— Bloc de texte —
━━━━━━
Patrick Corneau

John Gilkey vole des livres anciens afin de se constituer une collection de livres rares qui lui ressemblent. Le libraire Ken Sanders le traque pendant plusieurs années, à l’affût du moindre de ses faux-pas. Telle une chasse au trésor, la journaliste Allison Hoover Bartlett a menée son enquête sur le voleur – soit « l’homme qui aimait trop les livres » – et ses gendarmes. C’est donc à une plongée dans la peau (et la tête surtout) du plus grand voleur de livres rares des années 2000 aux États-Unis que nous convie l’auteure sur plus de 300 pages. Cela en vaut-il la peine? Il est certain que c’est plus glamour que le vol de fil de cuivre. La respectabilité du livre, son prestige d’objet culturel, là, tout de suite, obligent à pardonner, à trouver des excuses, à vouloir comprendre et, qui sait, même à applaudir. Qui déjà n’a pas eu l’envie coupable d’en faucher un? Parce que la couverture est belle, parce que l’histoire vous plaît, parce que vous n’avez pas les moyens de vous l’offrir, etc. Pour la plupart des individus, c’est une lubie passagère. Pour d’autres, c’est une compulsion, une addiction, leur seule raison de vivre.
Ce récit est donc l’exploration méthodique du petit monde, assez fermé parce que soupçonneux, des collectionneurs et des vendeurs de livres rares. Salons de vente ou librairies spécialisées, Allison Hoover Bartlett nous fait découvrir le profil inattendu voire déconcertant des collectionneurs: ce sont rarement de grands lecteurs, plutôt des fétichistes d’un thème, qui peut être les comics de Superman ou les ouvrages sur les Mormons. Ils ont besoin d’aller jusqu’au bout, de tout avoir avant éventuellement de passer à une autre idée fixe. En des temps de dématérialisation de l’objet livre et de disparition des librairies, cette obsession et ce culte de l’objet ont de quoi surprendre. Fasciner? Je ne crois pas. Ce que j’ai trouvé passionnant dans ce faux bon livre est qu’il nous parle davantage du lien singulier qu’entretiennent les Américains avec la culture en général, l’écriture, les livres et la lecture en particulier.
━━━━━━
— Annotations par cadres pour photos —
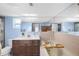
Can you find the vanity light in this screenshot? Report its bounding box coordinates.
[22,14,38,16]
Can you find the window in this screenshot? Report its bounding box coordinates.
[74,22,79,32]
[13,18,21,29]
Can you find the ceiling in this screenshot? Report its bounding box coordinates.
[0,3,78,22]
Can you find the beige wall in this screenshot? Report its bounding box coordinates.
[41,32,79,56]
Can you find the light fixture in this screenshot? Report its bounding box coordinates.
[22,14,38,16]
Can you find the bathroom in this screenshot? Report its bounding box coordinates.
[0,3,79,56]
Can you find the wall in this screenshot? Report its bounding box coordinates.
[21,22,32,32]
[61,22,74,32]
[5,16,21,46]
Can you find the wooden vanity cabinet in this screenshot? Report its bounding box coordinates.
[12,40,40,56]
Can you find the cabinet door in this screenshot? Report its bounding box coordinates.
[32,46,40,56]
[13,45,26,56]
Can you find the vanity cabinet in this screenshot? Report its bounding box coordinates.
[12,40,40,56]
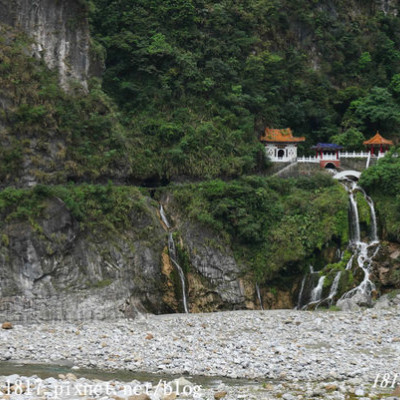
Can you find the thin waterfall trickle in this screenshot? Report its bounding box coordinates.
[296,275,307,310]
[311,276,325,303]
[160,204,171,229]
[340,182,379,303]
[297,180,379,309]
[345,182,361,243]
[256,282,264,310]
[327,271,342,304]
[160,205,189,314]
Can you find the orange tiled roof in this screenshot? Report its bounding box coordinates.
[260,128,306,143]
[364,132,393,146]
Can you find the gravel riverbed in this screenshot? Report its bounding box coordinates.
[0,306,400,400]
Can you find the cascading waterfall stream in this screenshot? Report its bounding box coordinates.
[311,276,325,303]
[160,205,189,314]
[327,271,342,304]
[256,283,264,310]
[341,182,379,303]
[296,180,379,309]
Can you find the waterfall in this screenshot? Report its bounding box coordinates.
[346,182,361,243]
[160,205,171,229]
[297,180,379,309]
[256,283,264,310]
[160,205,189,314]
[311,276,325,303]
[296,276,311,310]
[328,271,342,303]
[340,182,379,302]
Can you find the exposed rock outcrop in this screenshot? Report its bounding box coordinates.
[0,199,166,322]
[0,0,95,89]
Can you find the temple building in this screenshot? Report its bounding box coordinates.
[312,143,343,168]
[260,128,306,162]
[364,132,393,157]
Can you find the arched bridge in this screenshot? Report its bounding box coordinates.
[333,170,361,180]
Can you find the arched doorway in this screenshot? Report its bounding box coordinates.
[325,163,336,169]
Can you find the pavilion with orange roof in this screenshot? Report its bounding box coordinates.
[364,132,393,156]
[260,128,306,162]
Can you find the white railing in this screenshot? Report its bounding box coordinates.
[339,151,371,158]
[297,156,320,163]
[297,151,385,163]
[269,156,297,163]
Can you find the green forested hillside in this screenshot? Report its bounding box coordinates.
[91,0,400,179]
[0,0,400,185]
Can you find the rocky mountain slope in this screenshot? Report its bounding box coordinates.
[0,0,398,322]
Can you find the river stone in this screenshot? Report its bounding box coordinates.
[1,322,13,329]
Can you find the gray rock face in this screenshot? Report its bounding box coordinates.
[336,293,372,311]
[180,223,245,309]
[0,199,165,322]
[0,0,91,89]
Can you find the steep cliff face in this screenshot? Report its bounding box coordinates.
[0,0,91,89]
[0,198,167,322]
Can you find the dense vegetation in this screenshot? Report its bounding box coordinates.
[170,175,348,281]
[0,0,400,184]
[86,0,400,179]
[360,148,400,242]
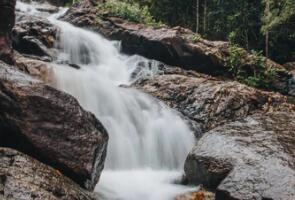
━━━━━━
— Question posée —
D'après le bloc de texte, qui traque John Gilkey pendant plusieurs années ?

— Réponse obtenue —
Le libraire Ken Sanders.